__WHAT NEEDS TO BE DONE__.
Write out the lines of the listing below as a numbered list, from the line with "In this exercise you will mark the umbrella" through the last line of the listing, including both ends and leaving out blank lines. Give only those lines.

__GIVEN RECORDS__.
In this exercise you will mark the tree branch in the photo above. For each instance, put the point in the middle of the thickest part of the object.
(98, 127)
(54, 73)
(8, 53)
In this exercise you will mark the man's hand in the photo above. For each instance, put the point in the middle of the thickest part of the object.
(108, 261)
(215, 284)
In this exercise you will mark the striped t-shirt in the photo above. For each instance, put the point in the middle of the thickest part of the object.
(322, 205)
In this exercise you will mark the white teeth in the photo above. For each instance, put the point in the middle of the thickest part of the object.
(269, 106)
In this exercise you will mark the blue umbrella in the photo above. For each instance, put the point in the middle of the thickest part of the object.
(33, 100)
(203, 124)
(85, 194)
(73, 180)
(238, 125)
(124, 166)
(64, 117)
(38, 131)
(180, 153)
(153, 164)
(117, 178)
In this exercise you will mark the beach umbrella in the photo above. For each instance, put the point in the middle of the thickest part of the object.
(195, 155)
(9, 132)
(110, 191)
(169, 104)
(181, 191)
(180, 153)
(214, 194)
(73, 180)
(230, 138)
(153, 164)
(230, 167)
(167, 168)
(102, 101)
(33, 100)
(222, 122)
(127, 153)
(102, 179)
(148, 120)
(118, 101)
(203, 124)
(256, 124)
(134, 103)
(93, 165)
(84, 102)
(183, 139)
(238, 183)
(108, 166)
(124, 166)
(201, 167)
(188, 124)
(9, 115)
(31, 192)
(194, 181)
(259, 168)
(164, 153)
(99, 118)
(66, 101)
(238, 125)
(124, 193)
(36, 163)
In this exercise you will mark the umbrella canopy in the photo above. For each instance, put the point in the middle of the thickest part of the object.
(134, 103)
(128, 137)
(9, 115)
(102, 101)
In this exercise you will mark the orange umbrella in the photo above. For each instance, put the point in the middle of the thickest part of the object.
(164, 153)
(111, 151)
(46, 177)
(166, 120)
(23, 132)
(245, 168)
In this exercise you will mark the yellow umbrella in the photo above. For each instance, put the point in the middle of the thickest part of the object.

__WRITTEN SOLUTION__.
1. In this exercise you will mark the umbrella canopy in the photo above. For each instance, put the point in the middle of the thickest part of the object.
2. (134, 103)
3. (128, 137)
4. (9, 115)
5. (102, 101)
6. In this exercise you will mark the orange umbrella in the photo above. For each instance, put the point in the middle of the thickest part of the object.
7. (164, 153)
8. (111, 151)
9. (46, 177)
10. (166, 120)
11. (23, 132)
12. (245, 168)
13. In this exercise you will mark the yellow umbrella in the photo above. For each instance, put the point in the middle of the thickest part of the object.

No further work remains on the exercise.